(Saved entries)
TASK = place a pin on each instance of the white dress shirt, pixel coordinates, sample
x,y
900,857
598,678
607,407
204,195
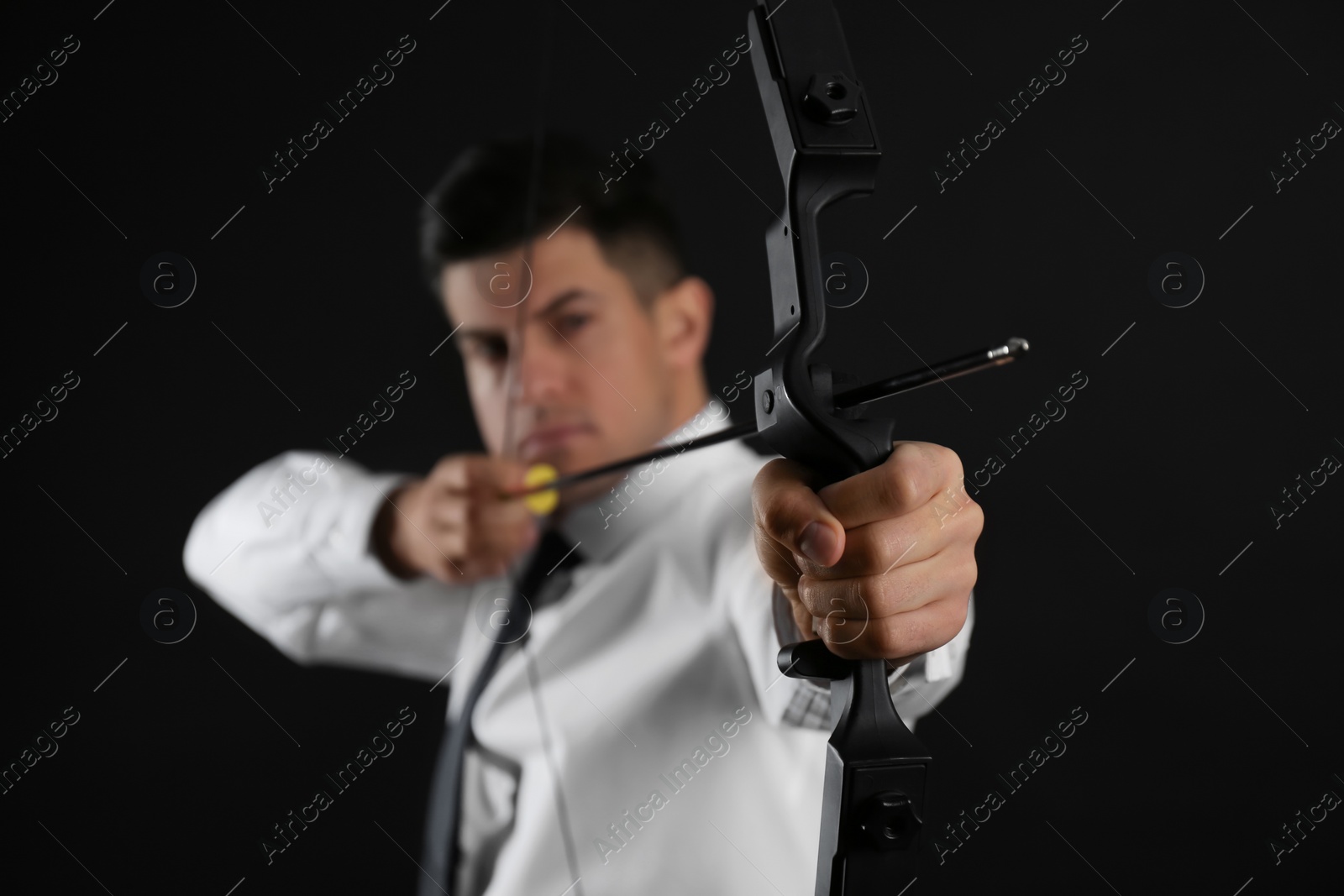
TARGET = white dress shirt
x,y
663,644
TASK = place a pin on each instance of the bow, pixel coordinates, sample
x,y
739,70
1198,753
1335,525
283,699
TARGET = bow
x,y
827,148
877,772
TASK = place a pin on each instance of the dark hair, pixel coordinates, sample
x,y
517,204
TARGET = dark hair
x,y
483,204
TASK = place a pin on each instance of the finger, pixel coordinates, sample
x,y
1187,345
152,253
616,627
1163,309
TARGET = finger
x,y
900,637
779,562
902,590
790,513
503,530
909,479
877,547
803,620
477,473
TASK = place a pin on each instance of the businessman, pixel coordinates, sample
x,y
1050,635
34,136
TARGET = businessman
x,y
622,726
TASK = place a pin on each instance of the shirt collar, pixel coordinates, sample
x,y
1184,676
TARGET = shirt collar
x,y
648,492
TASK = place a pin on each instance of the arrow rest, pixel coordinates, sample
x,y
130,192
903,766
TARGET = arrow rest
x,y
827,148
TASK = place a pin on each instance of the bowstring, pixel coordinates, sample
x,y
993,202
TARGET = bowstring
x,y
512,385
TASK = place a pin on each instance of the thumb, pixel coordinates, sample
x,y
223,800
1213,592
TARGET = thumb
x,y
793,516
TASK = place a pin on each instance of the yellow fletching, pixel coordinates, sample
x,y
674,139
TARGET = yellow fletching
x,y
541,503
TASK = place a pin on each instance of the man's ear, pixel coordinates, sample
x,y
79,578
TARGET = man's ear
x,y
683,316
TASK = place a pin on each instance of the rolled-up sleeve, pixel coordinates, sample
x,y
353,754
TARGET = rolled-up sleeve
x,y
286,550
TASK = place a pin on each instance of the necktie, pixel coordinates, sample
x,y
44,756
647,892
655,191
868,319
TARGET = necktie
x,y
444,815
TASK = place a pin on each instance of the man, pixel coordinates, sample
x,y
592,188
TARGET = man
x,y
638,738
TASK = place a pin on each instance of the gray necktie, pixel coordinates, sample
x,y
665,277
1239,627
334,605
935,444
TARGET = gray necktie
x,y
440,853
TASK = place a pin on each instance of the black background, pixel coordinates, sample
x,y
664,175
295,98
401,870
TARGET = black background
x,y
1189,762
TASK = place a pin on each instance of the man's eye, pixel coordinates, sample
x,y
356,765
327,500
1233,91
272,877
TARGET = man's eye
x,y
570,322
488,351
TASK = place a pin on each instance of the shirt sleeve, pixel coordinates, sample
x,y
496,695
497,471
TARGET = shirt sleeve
x,y
286,550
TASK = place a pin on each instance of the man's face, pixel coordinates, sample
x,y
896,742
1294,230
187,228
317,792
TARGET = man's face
x,y
593,382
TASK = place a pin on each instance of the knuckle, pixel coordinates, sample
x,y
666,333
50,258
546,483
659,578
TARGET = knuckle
x,y
904,481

THE PROBLEM: Can you copy every line of the records above word for word, leaving out the pictures?

COMPLETE ANSWER:
TASK = place a pin on each instance of the white dress shirt, pixel coordinates, sample
x,y
900,857
598,678
607,407
204,195
TARGET = white dress shirt
x,y
663,644
TASK = place a pin on each instance of the bow, pixel coordinates, sample
x,y
739,70
1198,753
1335,525
283,699
TARGET = bow
x,y
827,148
877,772
TASK = place a pin on each instance of the dark hair, pixel coordinates, sample
x,y
517,204
TARGET = dark hair
x,y
483,204
TASK = place a pin on each instance of the finger, pixel coordinates, sample
x,y
1187,345
152,253
616,627
1163,309
TARGET = finger
x,y
900,637
779,562
902,590
790,513
503,530
909,479
877,547
803,620
477,473
TASK = place a pin on each instance of the businessman, pixel coordinates, sample
x,y
1050,635
34,136
TARGET = businessman
x,y
622,726
TASK = place a pin on each instance of the shirt collar, pixel coordinates, sample
x,y
1184,676
TARGET = shirt collar
x,y
648,492
TASK = place a pin on each instance of the arrow rest, pixel coordinates, sample
x,y
130,192
903,766
TARGET = arrow rest
x,y
827,148
TASK = place a pin on each instance of the bowstring, pixel coordinates, sample
x,y
993,202
TARGET = bowstring
x,y
512,385
TASK = place a pin on each instance of the thumb, pixel coordinates, sample
x,y
223,800
1213,592
TARGET = thumb
x,y
793,516
TASK = place a pin on each instance of the yellow fletching, pixel coordinates, sample
x,y
674,139
TARGET = yellow fletching
x,y
541,503
TASK = place a pin on each instance of the man's ear, pixel coordinates, sample
x,y
79,578
TARGET = man's ear
x,y
683,316
TASK = place a pin on each instance of the rolled-up sleeve, pixel coordinates, sample
x,y
353,754
TARGET = rolled-up sleeve
x,y
286,550
TASK = place a pin on each instance of the necktie, pixel coordinates, sample
x,y
44,756
647,892
655,191
868,319
TARGET = necktie
x,y
444,815
TASK = place a pin on each instance of the man, pixel coordinates, sample
x,y
592,188
TARGET = man
x,y
638,738
TASK = place a pin on each instance of the gray necktie, pixel coordinates, sample
x,y
665,277
1239,627
334,605
935,444
TARGET = gray necktie
x,y
440,853
TASK = place a pin on each instance of the black background, pixel coordinates, sample
x,y
664,175
295,98
401,870
TARGET = black background
x,y
1189,762
TASK = place a pin on each instance of the man's eye, pixel coordinates, sample
x,y
356,765
327,500
1233,91
272,877
TARGET = man's eye
x,y
570,322
488,351
TASK = place a pin on each instance of the shirt sleeve, pixel coordinates, sample
x,y
496,695
497,471
TARGET = shirt sleeve
x,y
286,550
TASK = place a pin on each instance of the man's face, pixel coordinates, sample
x,y
896,742
1294,230
187,228
317,792
TARGET = man's face
x,y
593,382
TASK = place a pin on each instance of the knuckle, pixel coordinates, sample
x,y
666,333
50,258
546,483
659,578
TARGET = knuckle
x,y
904,481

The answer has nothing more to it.